- **Task goal**: Copy the listing below line for line, without changing anything.

- **Material for this exercise**:
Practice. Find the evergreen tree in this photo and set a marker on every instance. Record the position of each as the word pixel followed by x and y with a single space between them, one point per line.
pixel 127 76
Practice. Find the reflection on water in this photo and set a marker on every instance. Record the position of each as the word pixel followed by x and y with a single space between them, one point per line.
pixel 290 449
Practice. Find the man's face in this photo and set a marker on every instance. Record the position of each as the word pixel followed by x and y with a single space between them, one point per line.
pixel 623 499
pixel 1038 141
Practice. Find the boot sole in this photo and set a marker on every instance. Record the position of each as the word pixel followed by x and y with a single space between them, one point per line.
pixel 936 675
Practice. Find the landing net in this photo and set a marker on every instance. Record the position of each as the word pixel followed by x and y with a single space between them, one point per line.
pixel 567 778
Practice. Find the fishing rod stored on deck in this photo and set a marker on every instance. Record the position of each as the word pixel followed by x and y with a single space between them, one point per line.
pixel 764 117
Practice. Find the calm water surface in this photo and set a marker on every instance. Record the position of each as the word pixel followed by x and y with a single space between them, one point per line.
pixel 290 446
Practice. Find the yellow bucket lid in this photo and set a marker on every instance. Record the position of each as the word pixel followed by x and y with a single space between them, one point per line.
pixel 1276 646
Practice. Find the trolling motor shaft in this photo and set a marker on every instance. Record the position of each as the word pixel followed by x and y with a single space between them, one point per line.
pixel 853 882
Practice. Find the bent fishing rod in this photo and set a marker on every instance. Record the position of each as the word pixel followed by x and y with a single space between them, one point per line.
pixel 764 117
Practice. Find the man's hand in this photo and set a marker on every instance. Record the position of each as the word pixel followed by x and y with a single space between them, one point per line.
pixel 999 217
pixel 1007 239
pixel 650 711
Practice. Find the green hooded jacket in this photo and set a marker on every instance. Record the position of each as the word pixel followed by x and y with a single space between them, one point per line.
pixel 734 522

- **Exercise solution**:
Practice. Find the evergreen tree in this photo and set a marker on every instance. Record the position of each as the word pixel followed by x and y with a single space between them, one point per line.
pixel 127 76
Practice. Find the reflection on water in this photo and set a marker on every instance. Record the position of each as the word pixel followed by x and y with a single space between them, one point per line.
pixel 290 449
Practice. Find the man's face in this photo and set a marker on every instance. Record the position of each as the word pixel followed by x and y with a single space between them, one point per line.
pixel 623 499
pixel 1038 141
Practice. Find the boot sole in this photo and set a marker on every instance. Record the position of each as the word pixel followed by x and y with a single space between them, one point per line.
pixel 936 675
Practice. Find the landing net in this photo and set a marker on every instance. Record the position of each as the word pixel followed by x and y with a single space between them, one point per line.
pixel 567 778
Practice. Find the fishing rod stored on deck in this photo and set a marker on every instance. Record the position of each as the word pixel followed by x and y with a single space between them, one point per line.
pixel 764 117
Practice. Find the calm water surface in this photo and set a marker on every instance. Record the position of each as the word pixel followed by x and y with a single space between them, one point per line.
pixel 290 446
Practice. Find the yellow bucket lid in this photo and set a marker on every instance. Record the position of each as the word pixel followed by x and y with a single space between them, one point per line.
pixel 1276 646
Practice. Find the trolling motor shaft in this photo and set a marker on every instance. Record the position of each as the word pixel followed by x and y with a single space between them, one point per line.
pixel 853 882
Practice. Find the bent fishing rod in this photo and set a marker on every instance. Record the position of each as the word pixel followed by x and y with a single space between them, one point per line.
pixel 764 117
Practice. Find the man's hand in this photo and set a marker on every instance. Record the position of each as the word pixel followed by x and y with a single space between them, one point per line.
pixel 999 217
pixel 1007 239
pixel 650 711
Practice. Find the green hooded jacket in this photo and set a marker on every instance. Record the position of each as the word pixel followed by x and y with a single space between them, one point per line.
pixel 734 522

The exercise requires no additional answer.